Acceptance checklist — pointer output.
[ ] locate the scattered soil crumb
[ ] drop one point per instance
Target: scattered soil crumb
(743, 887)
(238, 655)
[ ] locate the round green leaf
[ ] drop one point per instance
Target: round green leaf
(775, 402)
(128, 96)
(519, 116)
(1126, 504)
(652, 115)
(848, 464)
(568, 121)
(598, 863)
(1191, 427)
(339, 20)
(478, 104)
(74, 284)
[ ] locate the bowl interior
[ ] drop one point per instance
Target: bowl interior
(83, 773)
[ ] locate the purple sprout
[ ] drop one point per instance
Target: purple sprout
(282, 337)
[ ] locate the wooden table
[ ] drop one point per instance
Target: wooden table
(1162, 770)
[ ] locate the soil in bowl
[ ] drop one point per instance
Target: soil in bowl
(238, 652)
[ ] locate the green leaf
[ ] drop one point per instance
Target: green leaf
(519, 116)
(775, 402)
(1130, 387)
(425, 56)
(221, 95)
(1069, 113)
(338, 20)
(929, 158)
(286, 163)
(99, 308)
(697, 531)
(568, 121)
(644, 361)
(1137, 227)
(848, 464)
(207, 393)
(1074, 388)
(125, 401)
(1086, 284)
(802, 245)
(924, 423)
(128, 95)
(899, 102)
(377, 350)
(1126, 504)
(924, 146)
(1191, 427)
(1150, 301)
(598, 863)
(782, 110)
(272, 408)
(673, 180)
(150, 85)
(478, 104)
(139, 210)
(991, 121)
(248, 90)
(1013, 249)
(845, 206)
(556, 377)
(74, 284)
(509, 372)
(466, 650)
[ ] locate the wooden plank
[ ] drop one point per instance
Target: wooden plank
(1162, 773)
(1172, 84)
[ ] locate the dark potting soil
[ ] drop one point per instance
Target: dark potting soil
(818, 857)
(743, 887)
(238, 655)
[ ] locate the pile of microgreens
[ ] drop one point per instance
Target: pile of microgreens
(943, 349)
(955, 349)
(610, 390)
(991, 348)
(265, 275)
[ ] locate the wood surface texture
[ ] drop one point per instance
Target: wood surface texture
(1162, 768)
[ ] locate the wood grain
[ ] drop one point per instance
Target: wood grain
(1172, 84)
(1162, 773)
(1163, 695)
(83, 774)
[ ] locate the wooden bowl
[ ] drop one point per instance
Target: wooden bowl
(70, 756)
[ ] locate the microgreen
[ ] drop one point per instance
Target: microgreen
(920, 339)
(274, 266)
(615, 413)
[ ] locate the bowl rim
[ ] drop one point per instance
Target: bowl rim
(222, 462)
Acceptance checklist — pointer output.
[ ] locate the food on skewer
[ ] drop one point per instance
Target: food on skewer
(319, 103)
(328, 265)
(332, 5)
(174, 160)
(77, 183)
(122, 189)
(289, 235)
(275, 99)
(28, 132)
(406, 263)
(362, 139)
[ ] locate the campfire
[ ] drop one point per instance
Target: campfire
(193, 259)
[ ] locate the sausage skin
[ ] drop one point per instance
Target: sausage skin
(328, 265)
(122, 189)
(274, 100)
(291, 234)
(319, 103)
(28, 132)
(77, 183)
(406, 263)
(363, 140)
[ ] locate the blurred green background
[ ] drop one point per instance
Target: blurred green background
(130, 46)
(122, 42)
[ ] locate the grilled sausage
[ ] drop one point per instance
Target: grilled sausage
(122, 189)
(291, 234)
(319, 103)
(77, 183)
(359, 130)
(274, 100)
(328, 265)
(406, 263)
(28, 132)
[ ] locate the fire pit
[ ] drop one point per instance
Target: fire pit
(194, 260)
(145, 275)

## THE EXERCISE
Would you give again, word for word, every line from the one with "[ ] locate the dark potting soil" through the final line of the listing above?

## SOLUTION
[ ] locate the dark potting soil
[ ] drop one point per instance
Target: dark potting soil
(818, 857)
(743, 887)
(238, 655)
[ ] locate the pile of microgreens
[ ] drop one point per instance
Target: pile of microgreens
(943, 349)
(955, 349)
(610, 390)
(991, 348)
(265, 275)
[ ] locate the wood surface texture
[ ] drop one point per instance
Target: wood surface texture
(1162, 768)
[ ] locate the wood grain
[ ] drop one point per instance
Target: wood grain
(1172, 84)
(1162, 773)
(1163, 695)
(83, 774)
[ ] locate the wooden bowl
[ ] drop one point per instance
Target: wooden bowl
(70, 756)
[ ] locate the microgreen
[ ] drop one point per instance
Target: microgreen
(920, 339)
(274, 266)
(615, 413)
[ ] locate the bowl rim
[ ] drop one point per instance
Target: bowl rim
(222, 462)
Acceptance checklist — pointer output.
[ ] locate the food on skewer
[ ] drop one point per instance
Target: food on skewer
(319, 103)
(328, 265)
(332, 5)
(174, 160)
(77, 183)
(122, 189)
(289, 235)
(275, 99)
(28, 132)
(406, 263)
(362, 139)
[ ] locate the campfire
[ ] drop one point per instance
Target: campfire
(193, 259)
[ ] locate the sausage skin
[ ] drop one point per instance
Target: sausage skin
(328, 265)
(122, 189)
(274, 100)
(291, 234)
(319, 103)
(28, 132)
(77, 183)
(406, 263)
(363, 140)
[ ] locate the blurred green background
[ ] drop one point per instance
Target: blurred green background
(130, 46)
(122, 42)
[ ] locate the grilled sausage
[ ] drop one point per instance
Target: grilled sausage
(122, 189)
(291, 234)
(319, 103)
(77, 183)
(359, 130)
(274, 100)
(328, 265)
(406, 263)
(28, 132)
[ ] locate the fire pit
[ ] drop one point per instance
Target: fire pit
(194, 260)
(145, 275)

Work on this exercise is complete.